___ TRECHO SELECIONADO ___

Uma copiadora registra menor custo de processamento por questões de transparência entre forma e conteúdo. Cada SN aparece em sua posição canônica, no esquema S-V-O/OB preferencial do português, de acordo com o Princípio de Integridade de Domínio[13] o que implica alinhamento entre o Nível Interpessoal e o Nível Morfossintático. Essa relação não se aplica do mesmo modo à estratégia padrão ou pied-piping, que, justamente por violar o Princípio de Integridade de Domínio, representa grau ainda menos elevado de transparência.

A solução mais imediata para o problema cognitivo que provoca a escolha da alternativa pied-piping seria optar por uma construção copiadora, tal como representada em (24b). Tarallo (1983) lembra que construções similares eram comuns nos textos do português medieval e o que provavelmente determinou seu quase completo desaparecimento é o valor de estigmatização social que ela ativa especialmente em falantes com ensino médio e superior. Os dados aqui discutidos mostram que seu uso persiste, ainda que com uma frequência menor de ocorrência.

Nesse caso, o último recurso que resta ao falante é apelar para duas outras alternativas, a de preposição encalhada, órfã de seu SN, de (24c) ou a cortadora de (24d), ambas com um grau muito baixo de estigmatização, que são, por isso, empregadas com frequência elevada mesmo por falantes escolarizados. O problema da continuidade tópica e da quase-opacidade entre unidades formais e unidades de conteúdo fica para segundo plano, quando a escolha recai sobre uma relativa com preposição encalhada ou sobre uma relativa cortadora. O português admite ausência de manifestação fonológica de argumentos nas situações em que as informações contextuais são suficientes, caso em que o princípio de economia, ativador de mais transparência, sobrepuja o principio de iconicidade, ativador de mais opacidade.

___

» **TAREFA PROPOSTA**: Liste todas as estratégias de construção de orações relativas citadas no trecho selecionado.

___ TRECHOS DO MATERIAL ___

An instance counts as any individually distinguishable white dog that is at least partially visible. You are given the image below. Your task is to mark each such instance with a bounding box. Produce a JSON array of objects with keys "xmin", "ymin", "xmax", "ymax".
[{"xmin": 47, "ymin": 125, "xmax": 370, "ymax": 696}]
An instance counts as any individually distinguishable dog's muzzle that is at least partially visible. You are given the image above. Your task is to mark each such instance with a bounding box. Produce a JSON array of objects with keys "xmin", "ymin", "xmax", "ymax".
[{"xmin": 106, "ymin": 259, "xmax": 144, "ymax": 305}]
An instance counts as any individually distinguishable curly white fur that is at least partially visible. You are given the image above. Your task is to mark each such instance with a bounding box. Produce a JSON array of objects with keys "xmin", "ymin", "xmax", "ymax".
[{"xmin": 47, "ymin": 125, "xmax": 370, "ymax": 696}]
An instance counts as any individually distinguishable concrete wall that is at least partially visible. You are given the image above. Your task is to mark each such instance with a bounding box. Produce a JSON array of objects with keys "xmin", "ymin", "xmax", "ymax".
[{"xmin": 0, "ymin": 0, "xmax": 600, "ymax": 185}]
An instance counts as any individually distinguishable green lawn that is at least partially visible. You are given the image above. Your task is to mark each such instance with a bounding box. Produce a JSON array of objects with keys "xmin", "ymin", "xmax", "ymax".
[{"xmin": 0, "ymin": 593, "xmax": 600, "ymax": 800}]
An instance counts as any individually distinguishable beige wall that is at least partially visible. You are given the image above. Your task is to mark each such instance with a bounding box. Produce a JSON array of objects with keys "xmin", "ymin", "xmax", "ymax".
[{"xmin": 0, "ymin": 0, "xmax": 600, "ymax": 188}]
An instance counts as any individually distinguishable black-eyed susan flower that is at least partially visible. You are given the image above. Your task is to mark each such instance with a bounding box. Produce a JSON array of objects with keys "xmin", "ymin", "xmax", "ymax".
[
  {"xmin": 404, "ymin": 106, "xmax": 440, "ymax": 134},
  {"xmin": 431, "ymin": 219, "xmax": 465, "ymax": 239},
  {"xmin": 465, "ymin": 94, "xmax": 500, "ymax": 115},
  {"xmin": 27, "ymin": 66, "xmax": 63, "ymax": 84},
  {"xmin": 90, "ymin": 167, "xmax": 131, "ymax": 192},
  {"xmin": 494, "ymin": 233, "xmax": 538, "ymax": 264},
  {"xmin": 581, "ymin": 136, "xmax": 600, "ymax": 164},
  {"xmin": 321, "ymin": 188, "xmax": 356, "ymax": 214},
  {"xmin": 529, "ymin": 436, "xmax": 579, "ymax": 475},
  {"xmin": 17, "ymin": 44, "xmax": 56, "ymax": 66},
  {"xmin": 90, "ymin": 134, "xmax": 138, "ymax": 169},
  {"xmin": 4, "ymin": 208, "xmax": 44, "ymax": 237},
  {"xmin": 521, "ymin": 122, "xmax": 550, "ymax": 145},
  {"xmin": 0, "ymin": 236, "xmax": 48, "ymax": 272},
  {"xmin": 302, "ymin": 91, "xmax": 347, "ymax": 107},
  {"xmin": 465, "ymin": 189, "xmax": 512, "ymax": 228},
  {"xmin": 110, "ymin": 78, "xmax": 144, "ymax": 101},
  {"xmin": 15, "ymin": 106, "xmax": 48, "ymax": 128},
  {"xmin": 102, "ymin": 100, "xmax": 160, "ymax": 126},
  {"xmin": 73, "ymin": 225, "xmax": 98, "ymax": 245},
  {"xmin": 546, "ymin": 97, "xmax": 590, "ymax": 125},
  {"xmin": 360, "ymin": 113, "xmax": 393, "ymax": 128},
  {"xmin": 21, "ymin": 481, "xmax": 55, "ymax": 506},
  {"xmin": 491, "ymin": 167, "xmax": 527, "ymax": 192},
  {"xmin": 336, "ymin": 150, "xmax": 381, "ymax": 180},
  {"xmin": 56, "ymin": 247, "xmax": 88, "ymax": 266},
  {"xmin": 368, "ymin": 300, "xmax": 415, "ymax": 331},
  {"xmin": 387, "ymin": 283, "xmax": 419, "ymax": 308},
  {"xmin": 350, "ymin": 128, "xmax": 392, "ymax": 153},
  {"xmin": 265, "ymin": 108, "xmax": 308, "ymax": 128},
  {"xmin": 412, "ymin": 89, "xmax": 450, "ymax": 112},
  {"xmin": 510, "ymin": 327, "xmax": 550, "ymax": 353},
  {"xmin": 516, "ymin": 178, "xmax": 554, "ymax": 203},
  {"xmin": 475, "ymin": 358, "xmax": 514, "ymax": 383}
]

___

» **RESPOSTA DA TAREFA**:
- Copiadora
- Estratégia padrão, ou pied-piping
- Preposição encalhada
- Cortadora